### Entries provided
┄┄┄┄┄┄

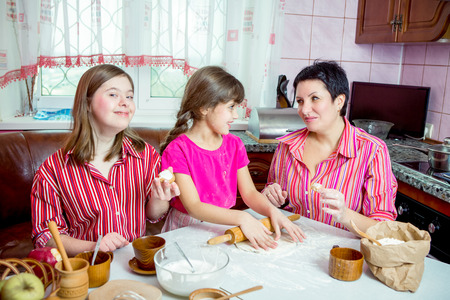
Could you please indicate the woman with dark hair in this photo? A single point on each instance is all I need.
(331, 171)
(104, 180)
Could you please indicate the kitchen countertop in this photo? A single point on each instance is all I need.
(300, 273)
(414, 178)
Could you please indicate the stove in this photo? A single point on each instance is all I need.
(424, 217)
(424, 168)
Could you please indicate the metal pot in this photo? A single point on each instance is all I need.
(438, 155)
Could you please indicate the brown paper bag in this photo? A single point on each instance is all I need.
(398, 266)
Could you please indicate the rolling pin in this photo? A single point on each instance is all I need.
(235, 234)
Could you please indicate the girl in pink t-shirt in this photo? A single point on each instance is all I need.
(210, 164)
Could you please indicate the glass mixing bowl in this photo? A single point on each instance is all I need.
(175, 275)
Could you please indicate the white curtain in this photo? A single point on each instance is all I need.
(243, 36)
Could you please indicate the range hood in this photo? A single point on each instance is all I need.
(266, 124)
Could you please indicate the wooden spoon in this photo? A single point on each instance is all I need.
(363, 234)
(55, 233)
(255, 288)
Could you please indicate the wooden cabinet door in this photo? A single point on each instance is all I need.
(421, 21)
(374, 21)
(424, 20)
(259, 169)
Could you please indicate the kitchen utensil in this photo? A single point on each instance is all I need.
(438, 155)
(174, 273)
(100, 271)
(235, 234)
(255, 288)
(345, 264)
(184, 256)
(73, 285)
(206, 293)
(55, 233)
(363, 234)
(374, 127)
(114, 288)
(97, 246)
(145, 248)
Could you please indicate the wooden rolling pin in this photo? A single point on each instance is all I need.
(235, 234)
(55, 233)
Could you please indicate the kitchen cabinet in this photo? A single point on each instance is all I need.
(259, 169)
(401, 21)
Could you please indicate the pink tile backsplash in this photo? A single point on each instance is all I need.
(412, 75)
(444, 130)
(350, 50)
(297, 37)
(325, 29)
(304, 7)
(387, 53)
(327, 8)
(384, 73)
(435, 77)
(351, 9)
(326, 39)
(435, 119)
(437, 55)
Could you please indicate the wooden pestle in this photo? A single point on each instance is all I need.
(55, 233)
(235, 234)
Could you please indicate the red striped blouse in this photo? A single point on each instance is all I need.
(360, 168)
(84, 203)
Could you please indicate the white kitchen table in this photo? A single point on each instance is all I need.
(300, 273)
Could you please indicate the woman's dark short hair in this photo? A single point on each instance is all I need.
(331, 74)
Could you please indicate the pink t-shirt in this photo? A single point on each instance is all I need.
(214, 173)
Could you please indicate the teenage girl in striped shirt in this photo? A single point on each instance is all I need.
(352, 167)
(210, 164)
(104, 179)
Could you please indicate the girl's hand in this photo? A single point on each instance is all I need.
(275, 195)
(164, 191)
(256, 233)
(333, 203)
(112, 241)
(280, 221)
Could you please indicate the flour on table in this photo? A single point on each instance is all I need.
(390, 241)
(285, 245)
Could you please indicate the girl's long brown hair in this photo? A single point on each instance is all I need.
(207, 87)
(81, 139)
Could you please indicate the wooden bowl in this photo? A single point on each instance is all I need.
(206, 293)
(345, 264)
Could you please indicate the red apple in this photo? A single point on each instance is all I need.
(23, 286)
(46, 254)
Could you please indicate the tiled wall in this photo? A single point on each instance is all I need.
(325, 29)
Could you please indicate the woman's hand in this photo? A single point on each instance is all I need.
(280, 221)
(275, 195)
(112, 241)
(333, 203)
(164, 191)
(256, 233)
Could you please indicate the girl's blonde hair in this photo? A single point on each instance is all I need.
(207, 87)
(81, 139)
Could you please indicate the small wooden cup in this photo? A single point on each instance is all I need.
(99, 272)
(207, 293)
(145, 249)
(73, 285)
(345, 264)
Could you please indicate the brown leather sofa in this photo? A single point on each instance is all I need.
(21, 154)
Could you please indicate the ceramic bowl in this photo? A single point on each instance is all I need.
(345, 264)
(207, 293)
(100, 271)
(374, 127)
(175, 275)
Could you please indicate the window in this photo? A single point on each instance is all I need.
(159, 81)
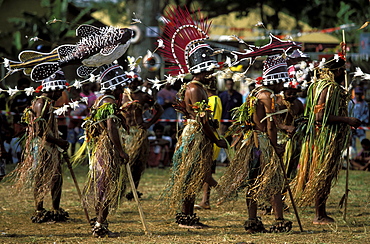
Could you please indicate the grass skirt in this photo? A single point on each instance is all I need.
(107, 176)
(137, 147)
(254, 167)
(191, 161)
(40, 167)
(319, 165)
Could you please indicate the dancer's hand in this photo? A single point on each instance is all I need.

┄┄┄┄┄┄

### What is needed
Write out the material above again, word for word, minus its pictures.

### Exercise response
Could you please indicate the woman with dark hair in this photo? A single point on each instance is all I need.
(331, 171)
(104, 180)
Could you please indicate the kitchen countertop in this photo? A single point on each instance is all I need.
(300, 273)
(414, 178)
Could you please indicate the stove in this photo? A single point on each instance is all I need.
(424, 217)
(424, 168)
Could you please indicate the metal pot in this photo? A single point on each instance is all I need.
(438, 155)
Could you please indicate the brown paper bag in this photo? A single point on each instance is all I need.
(398, 266)
Could you please indicate the rolling pin in this photo? A single point on each instance is all I need.
(235, 234)
Could you please indicate the girl in pink t-shirt in this photo? A single point on each instance is all I need.
(210, 164)
Could you please indicate the glass mixing bowl in this photo? A single point on each instance is all I need.
(175, 275)
Could you please indicate the white curtain in this photo? A single point on each instance is all I need.
(243, 36)
Could you please indicate the range hood in this photo? A single point on each instance is all I need.
(266, 124)
Could you please indicate the wooden spoon in this photo? A single point on each instance is all I need.
(363, 234)
(55, 233)
(255, 288)
Could you please indicate the wooden cabinet door in this photo? A single point on each instance is all I need.
(421, 21)
(374, 21)
(424, 20)
(259, 169)
Could you please indicate the kitchen utensil in this photo? A single point on each instance is all I need.
(438, 155)
(174, 273)
(100, 271)
(235, 234)
(255, 288)
(345, 264)
(184, 256)
(73, 285)
(206, 293)
(55, 233)
(363, 234)
(374, 127)
(114, 288)
(97, 246)
(145, 248)
Could you please indicate the wooden rolling pin in this photo? A single point on each instance is all I need.
(235, 234)
(55, 233)
Could you please indicate the kitchen cabinet in this photo? A single point on each instance is all I need.
(259, 169)
(401, 21)
Could you please indicate the pink tile backsplash in this photo? A single point on each instance is all I need.
(412, 75)
(444, 130)
(350, 50)
(297, 37)
(325, 29)
(304, 7)
(387, 53)
(327, 8)
(384, 73)
(435, 77)
(351, 9)
(326, 39)
(435, 119)
(437, 55)
Could you please indicate the wooden pestle in this photo? A single point on each instance is all I need.
(55, 233)
(235, 234)
Could you please indicate the red striped blouse in this photo? A single point on each instance is all I need.
(360, 168)
(84, 203)
Could you please indicate the white kitchen table in this photo? A single point on each instance is all I need.
(300, 273)
Could you please indicate the woman's dark short hair in this photo? A single point on each instance is all I need.
(331, 74)
Could you please indicate the pink t-shirt in this photo? A single point on each instance is all I need.
(214, 173)
Could you please indicate the teenage girl in striped shirt in this photo? A single point on each instance is all I need.
(352, 167)
(210, 164)
(104, 179)
Could you please indicate the girl's hand in this photo? A single point on each instance is all I need.
(275, 195)
(164, 191)
(256, 233)
(333, 203)
(112, 241)
(280, 221)
Could you please indicate the flour on table in this photo? A single point on each instance is all I need.
(390, 241)
(285, 245)
Could you please indicate the girl's long brown hair in this photo? A single point on each instance is all I need.
(207, 87)
(81, 139)
Could you please indicate the wooden bowl in this photo? A single point on each instance is all I need.
(206, 293)
(345, 264)
Could you please indicate the red apple in this photo? A single point on each instance is all I need.
(23, 286)
(46, 254)
Could you please indicate the tiled wall in this photo? A single point on each instance is all I need.
(325, 29)
Could you please indicate the woman's hand in this photo? A single point on each instance is all I need.
(280, 221)
(275, 195)
(112, 241)
(333, 203)
(164, 191)
(256, 233)
Could you please indicate the girl's blonde hair in this photo? A single point on each instance is all I need.
(207, 87)
(81, 139)
Could you please indicate the small wooden cup in this photo? A single point on each instance is all I need.
(99, 272)
(207, 293)
(145, 249)
(73, 285)
(345, 264)
Could you please indicate the brown leather sofa in this photo? A single point on each instance is all I need.
(21, 154)
Could you please indicate the ceramic bowl in this photo? A single point on each instance is all I need.
(345, 264)
(207, 293)
(100, 271)
(374, 127)
(175, 275)
Could you please indicate the window in this photo? A single point on each instance is all I need.
(159, 81)
Could you please indicate the grass skirt in this photo? A single point on each instance is all I need.
(107, 176)
(137, 147)
(254, 167)
(191, 161)
(40, 167)
(319, 165)
Could you please indicate the dancer's hand in this photo? A single point on each instance is all I need.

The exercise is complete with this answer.